Provided text:
* * * *
Well, what do we want? 

The three main items that stick out are:
  • services
  • control 
  • portability (no lock in)
Below, I will talk about one way how we can get there. 

Model #1 - Open Sourced Services

An open source service is the packaging and delivery of open source software such that it is delivered as a service. An open source service should have these characteristics:

It is consumed as a service, not as software - It provides a function to the consumer in a clearly consumable method. Ie, a NoSQL service provides a way to insert data and retrieve data. The services heals itself. It scales when required. It provides metrics, logs and alerts to the consumer. It is highly available. The service is installed as easy as running a command or clicking on a button.

It is controlled as a service, not as software - The consumer takes action on the service itself versus it's subcomponents. They can initiate upgrades of the service. They can start, stop or restart the service as needed. The service should expose configuration knobs so that the consumer can control the level of redundancy, user access, scaling parameters (auto scaling, infrastructure thresholds, etc), capacity and user access.

It can run anywhere - The service should be able to be deployed anywhere. In a public cloud or in your company's data center.

It is open - The source code of the software and the declarative definition of how the software is wrapped as a service should both be open sourced. This will give the the consumer of the service the control they desire.

How do we get to Open Sourced Services? 

The creators of open source software have not had an easy and unified way to package up their software in a way that meets the above criteria until recently. Thanks to the disruptive technology of containers, such as docker, and orchestration systems (such as kubernetes, swarm and mesosphere), I believe we now have a platform in which we can build our open sourced services on top of.

Note: I'll be using Docker and Kubernetes in the rest of this article but you should know that there are alternatives (swarm, mesospahre, rocket, oci, etc). 

Docker enables us to easily build, ship and run software by packaging it up in a way that will run on a wide range of systems. If open source groups takes their code and packages it inside containers they will have the building blocks required for turning their software into a service (that can run anywhere).
* * * *
Records shown:
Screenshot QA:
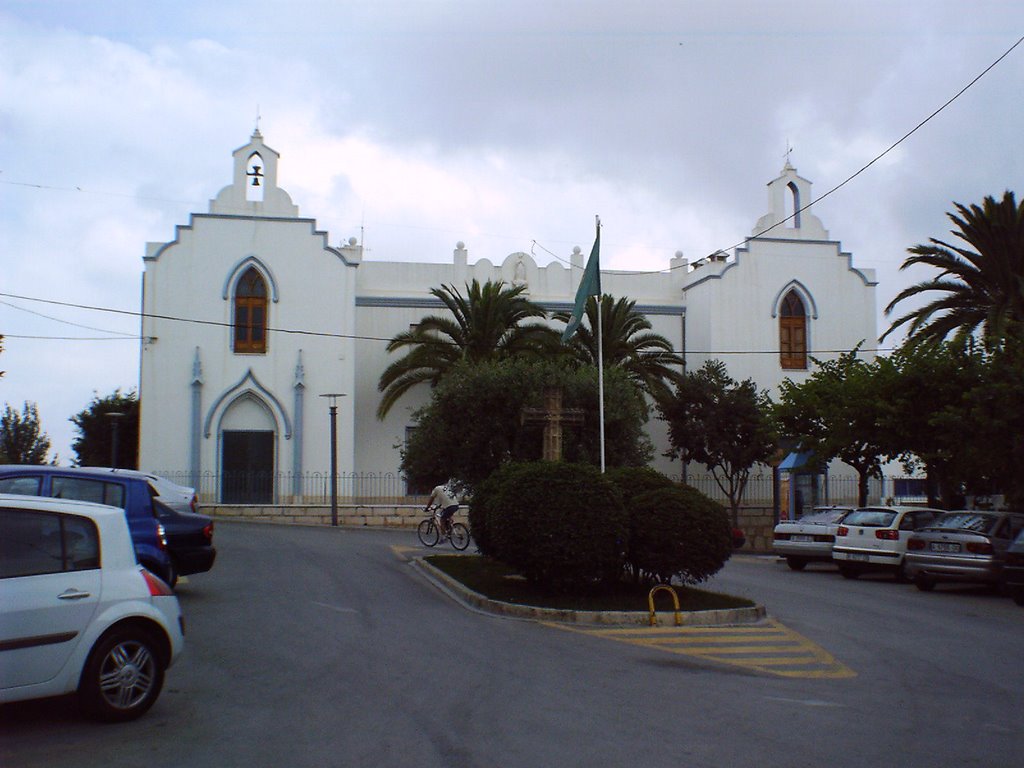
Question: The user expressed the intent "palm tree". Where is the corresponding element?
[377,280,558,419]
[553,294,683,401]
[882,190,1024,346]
* * * *
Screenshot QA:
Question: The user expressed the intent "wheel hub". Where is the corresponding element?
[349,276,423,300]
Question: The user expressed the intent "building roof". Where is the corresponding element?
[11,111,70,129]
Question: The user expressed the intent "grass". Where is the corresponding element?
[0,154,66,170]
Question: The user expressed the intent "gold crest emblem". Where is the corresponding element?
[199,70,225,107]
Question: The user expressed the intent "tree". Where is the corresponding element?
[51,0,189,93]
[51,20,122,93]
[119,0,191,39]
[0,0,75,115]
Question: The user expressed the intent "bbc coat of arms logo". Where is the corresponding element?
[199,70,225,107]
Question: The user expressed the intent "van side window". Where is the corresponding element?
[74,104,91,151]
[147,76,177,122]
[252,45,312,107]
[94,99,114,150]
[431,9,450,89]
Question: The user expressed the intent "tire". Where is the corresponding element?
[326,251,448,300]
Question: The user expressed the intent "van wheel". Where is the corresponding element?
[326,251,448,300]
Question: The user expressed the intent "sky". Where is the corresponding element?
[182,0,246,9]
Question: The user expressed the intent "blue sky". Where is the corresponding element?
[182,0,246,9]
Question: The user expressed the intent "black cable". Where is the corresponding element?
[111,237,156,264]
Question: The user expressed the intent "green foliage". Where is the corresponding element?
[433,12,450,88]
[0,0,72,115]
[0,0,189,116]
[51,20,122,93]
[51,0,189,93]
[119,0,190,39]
* * * *
Aim of the task:
Write the next part of the article on open sourced services, beginning right after its last sentence.

Written answer:
Once the software is packaged in Docker containers we can turn their software into services by using kubernetes's features. Kubernetes's goal is to take a set of infrastructure (that lives anywhere) and provide an API to create services on top of that infrastructure. Kubernetes includes features like load balancing, scaling, rolling-updates, service discovery, name spaces, APIs, scheduling and configurable infrastructure threshold limits. Using these features, we can create declarative services and give control of the service to the consumer. Kubernetes helps groups deliver on the above characteristics for what makes up an open source service.

Creators of open source software now have a way to package their software up and deliver it as a service.  Sweet!!!! So, how would we consume these new services?

How will we consume open sourced services?

First, consumers will need to have one or more kubernetes clusters. Getting kubernetes up and running can take as little as 5 minutes or as long as a few days depending on your situation. Kubernetes supports most public clouds, openstack clouds and on-premise data centers. Consumers can also choose whether to run on top of VMs or physical machines. We can run kubernetes ourselves or we can use a managed option if we are looking for increased support. Notice that the consumer is in complete control here of where their applications will run as they will be freed from any lock-in. Thanks to the common API that lives in any infrastructure environment, consumers can use these clusters to deliver on a multiple cloud provider strategy or they can create a true hybrid strategy.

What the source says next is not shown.